### RECORDS PROVIDED ###

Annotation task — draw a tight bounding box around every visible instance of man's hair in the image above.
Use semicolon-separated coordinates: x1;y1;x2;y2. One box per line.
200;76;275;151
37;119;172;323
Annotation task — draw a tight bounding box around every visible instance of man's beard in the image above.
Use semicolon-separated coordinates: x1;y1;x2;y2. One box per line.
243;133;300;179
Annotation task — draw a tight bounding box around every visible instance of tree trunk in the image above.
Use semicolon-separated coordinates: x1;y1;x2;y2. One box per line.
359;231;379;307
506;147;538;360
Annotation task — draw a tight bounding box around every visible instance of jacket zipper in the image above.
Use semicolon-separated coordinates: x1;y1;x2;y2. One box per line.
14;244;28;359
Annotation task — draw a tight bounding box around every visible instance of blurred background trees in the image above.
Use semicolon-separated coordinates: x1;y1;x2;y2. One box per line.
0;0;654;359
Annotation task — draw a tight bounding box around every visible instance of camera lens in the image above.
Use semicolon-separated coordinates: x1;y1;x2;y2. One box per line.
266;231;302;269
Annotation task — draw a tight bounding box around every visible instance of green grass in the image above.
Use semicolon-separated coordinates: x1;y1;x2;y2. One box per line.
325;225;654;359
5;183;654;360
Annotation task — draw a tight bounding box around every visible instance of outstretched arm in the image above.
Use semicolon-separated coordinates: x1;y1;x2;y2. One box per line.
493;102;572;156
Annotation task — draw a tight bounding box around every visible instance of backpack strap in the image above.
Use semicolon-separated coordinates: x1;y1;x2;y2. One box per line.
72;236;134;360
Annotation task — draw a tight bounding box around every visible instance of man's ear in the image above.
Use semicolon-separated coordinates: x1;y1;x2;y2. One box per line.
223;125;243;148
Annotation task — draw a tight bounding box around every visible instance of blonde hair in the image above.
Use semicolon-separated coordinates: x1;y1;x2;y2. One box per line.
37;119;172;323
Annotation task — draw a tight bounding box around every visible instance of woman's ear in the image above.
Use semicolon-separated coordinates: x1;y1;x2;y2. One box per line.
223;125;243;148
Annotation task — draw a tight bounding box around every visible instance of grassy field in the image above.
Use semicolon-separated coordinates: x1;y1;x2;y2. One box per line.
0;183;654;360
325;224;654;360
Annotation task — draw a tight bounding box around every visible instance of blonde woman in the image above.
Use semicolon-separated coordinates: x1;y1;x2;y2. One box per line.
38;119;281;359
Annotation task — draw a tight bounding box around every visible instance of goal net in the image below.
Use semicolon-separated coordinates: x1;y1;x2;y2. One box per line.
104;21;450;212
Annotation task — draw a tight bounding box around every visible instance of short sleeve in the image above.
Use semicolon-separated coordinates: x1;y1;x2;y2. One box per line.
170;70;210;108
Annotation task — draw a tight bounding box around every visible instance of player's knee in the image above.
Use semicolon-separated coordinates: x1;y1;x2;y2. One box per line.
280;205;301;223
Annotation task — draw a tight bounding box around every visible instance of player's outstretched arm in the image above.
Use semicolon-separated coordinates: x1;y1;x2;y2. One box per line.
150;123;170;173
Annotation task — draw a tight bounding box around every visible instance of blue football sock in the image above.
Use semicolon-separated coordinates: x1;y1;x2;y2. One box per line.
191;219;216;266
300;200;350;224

###

▸ WHAT THE TASK ASKS
Retype all of the lines in the material above without changing anything.

▸ SOLUTION TO THE EXERCISE
Annotation task — draw a tight bounding box around every visible instance of man's hair in the image above.
Use semicolon-separated coordinates: x1;y1;x2;y2. One box per line.
200;76;275;151
37;119;172;323
Annotation task — draw a tight bounding box around every visible instance of man's beard in the image above.
Use semicolon-separated coordinates: x1;y1;x2;y2. One box per line.
243;133;300;179
Annotation task — draw a tight bounding box around every visible instance of tree trunk in the image above.
Use semicolon-separated coordinates: x1;y1;x2;y2. One box per line.
359;231;379;307
506;147;538;360
Annotation task — draw a tight bounding box around every visible instance of jacket zipper in the image above.
Use semicolon-separated coordinates: x1;y1;x2;y2. One box per line.
14;244;28;359
Annotation task — draw a tight bounding box around every visible instance of blurred background trees in the image above.
Use semicolon-separated coordinates: x1;y1;x2;y2. One box per line.
0;0;654;359
Annotation task — draw a tight bounding box around every visible instance of camera lens in the image above.
Use semicolon-separated coordinates: x1;y1;x2;y2. One box per line.
266;231;302;269
Annotation task — draw a tight bounding box around every visible instance of green grass in the image above.
Use semicolon-separated coordinates: x1;y1;x2;y2. One box per line.
325;225;654;359
5;183;654;360
Annotation task — draw a tight bounding box around every visible instance of outstretched arm in the image above.
Use semicolon-separated coordinates: x1;y1;x2;y2. One box per line.
493;102;572;156
Annotation task — draw a tight bounding box around every visible instance of backpack strap in the image above.
Use semicolon-separated coordinates: x1;y1;x2;y2. One box per line.
72;236;134;360
Annotation task — draw a tight bounding box around every visible instance of man's ear in the image above.
Use semicolon-separated coordinates: x1;y1;x2;y2. One box per line.
223;125;243;148
Annotation task — draw a tight bounding box around every visible instance of blonde hair in the image above.
Use semicolon-separated coordinates: x1;y1;x2;y2. One box per line.
37;119;172;323
Annotation task — draw a tight bounding box around every visible instance of woman's ear in the image above.
Use semicolon-separated coordinates: x1;y1;x2;y2. One box per line.
223;125;243;148
Annotation task — draw a tight bounding box around every visible instance of grassy field in the image above.
Use semicolon-separated coordinates: x1;y1;x2;y2. One box per line.
0;183;654;360
325;224;654;360
Annotation task — draw a tight bounding box around every visible instance of blonde woman in the image above.
Use semicolon-separated coordinates: x1;y1;x2;y2. One box per line.
38;119;281;359
Annotation task — draw a tight bounding box around every visible instance of goal net in the image below.
Use semicolon-separated coordinates: x1;y1;x2;y2. One box per line.
104;21;450;212
Annotation task — draw a tight bounding box around every visible instance of short sleeve in the image above.
Use semicolon-separated coordinates: x1;y1;x2;y2. One box per line.
170;70;210;108
Annotation task — draw a tight bounding box around every visible instance of player's knee in the image above.
Use semicolon-separated coordinates: x1;y1;x2;y2. One box per line.
280;205;301;223
Annotation task — draw a tight bounding box around every visible instance of player's outstretched arm in the image above.
Use semicolon-separated coordinates: x1;y1;x2;y2. One box per line.
150;123;170;173
Annotation task — draw a tight bounding box around every visible instance of blue football sock in the image above.
Use semicolon-separated coordinates: x1;y1;x2;y2. One box per line.
191;219;216;266
300;200;350;224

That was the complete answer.